Task to complete: Exactly reproduce each entry, leaving out nothing.

Records contained in a dataset:
==========
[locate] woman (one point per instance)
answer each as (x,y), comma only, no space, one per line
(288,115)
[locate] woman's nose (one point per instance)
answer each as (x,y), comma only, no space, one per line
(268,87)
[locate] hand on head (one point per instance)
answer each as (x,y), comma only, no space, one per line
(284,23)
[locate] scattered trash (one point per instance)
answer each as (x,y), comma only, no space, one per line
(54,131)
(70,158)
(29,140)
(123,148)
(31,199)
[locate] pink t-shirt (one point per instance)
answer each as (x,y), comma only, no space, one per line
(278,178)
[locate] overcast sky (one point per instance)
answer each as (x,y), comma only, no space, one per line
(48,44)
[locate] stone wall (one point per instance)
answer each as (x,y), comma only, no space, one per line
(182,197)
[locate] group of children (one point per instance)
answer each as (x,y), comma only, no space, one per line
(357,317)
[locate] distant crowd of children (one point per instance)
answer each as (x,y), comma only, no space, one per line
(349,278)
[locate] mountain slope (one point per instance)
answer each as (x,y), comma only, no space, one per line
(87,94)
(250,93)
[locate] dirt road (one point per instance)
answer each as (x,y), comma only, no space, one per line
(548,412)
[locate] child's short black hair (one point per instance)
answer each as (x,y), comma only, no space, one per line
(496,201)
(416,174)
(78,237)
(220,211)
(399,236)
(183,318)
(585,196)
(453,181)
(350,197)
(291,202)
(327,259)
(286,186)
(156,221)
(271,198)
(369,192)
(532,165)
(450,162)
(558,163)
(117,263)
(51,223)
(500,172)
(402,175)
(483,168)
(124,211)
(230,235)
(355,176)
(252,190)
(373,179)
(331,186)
==========
Output below:
[locate] woman (one point per instance)
answer each as (x,y), comma only, no space, one per line
(288,115)
[locate] woman's nose (one point per instance)
answer each as (x,y), comma only, no space, one per line
(268,87)
[locate] hand on head (one point per instance)
answer each as (x,y), comma only, no space, one per line
(284,23)
[locate] scattered trash (one point per instance)
answer each as (x,y), comma only, no space, one per line
(54,131)
(70,158)
(29,140)
(123,148)
(31,199)
[locate] pink t-shirt (one point per instance)
answer each as (x,y), comma only, no space, one per line
(278,178)
[locate] overcast sky (one point per instance)
answer each as (x,y), comma only, no space, one per line
(48,44)
[locate] stone wall (one point per instance)
answer each as (x,y), comma only, no space, one per line
(182,197)
[locate] group of children (one point per instance)
answer each as (x,y), comma only, no space, one per line
(357,317)
[locate] distant crowd of children (one point per instance)
answer each as (x,y), comma only, no space, one per line
(349,278)
[locate] mountain slope (one point per instance)
answer each as (x,y), comma only, no space, one per line
(87,94)
(250,93)
[locate] dirt road (one point per instance)
answer each as (x,y), comma only, no space, one per line
(548,412)
[locate] child's short black hair (one point per instance)
answer each as (x,y), comma only, no space, one per line
(496,201)
(416,174)
(78,237)
(220,211)
(399,236)
(183,318)
(585,196)
(453,181)
(350,197)
(291,202)
(327,259)
(286,186)
(156,221)
(271,198)
(369,192)
(532,165)
(450,162)
(558,163)
(117,263)
(51,223)
(500,172)
(402,175)
(483,168)
(124,211)
(230,235)
(355,176)
(252,190)
(373,179)
(331,186)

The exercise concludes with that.